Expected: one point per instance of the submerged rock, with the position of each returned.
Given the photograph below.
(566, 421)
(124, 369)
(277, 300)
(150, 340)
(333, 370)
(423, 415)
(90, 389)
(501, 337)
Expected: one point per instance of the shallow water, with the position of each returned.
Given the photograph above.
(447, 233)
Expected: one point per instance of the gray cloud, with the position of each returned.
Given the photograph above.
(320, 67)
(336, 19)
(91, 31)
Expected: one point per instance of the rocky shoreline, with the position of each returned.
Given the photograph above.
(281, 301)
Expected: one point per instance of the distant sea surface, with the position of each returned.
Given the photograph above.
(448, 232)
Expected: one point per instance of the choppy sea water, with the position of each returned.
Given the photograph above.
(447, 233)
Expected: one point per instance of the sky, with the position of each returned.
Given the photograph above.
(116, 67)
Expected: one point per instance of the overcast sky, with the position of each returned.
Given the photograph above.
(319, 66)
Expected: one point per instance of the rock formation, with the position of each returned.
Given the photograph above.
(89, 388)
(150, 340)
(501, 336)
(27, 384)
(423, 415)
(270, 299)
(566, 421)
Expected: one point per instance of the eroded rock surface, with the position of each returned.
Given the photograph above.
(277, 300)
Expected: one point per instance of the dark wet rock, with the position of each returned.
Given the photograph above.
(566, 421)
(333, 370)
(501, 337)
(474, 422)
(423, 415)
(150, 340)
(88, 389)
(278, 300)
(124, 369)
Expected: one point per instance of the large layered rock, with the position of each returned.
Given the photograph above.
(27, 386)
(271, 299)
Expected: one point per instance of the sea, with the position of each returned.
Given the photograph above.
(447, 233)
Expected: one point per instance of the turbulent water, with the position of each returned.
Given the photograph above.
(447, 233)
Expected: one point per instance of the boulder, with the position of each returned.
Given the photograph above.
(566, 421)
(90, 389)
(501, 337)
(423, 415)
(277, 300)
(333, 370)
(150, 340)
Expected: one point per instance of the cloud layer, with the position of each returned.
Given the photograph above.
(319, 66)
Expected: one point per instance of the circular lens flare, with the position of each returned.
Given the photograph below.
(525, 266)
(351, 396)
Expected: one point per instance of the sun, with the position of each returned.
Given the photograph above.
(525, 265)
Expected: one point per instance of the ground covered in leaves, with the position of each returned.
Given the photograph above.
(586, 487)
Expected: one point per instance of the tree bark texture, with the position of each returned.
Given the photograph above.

Action item: Nothing but the lines from the one containing "Expected: one point per instance of the tree" through the final line of the listing above belongs in the answer; set them down exactly.

Finished task:
Expected: one point per instance of the tree bark texture, with the position of each returned.
Given the photograph above.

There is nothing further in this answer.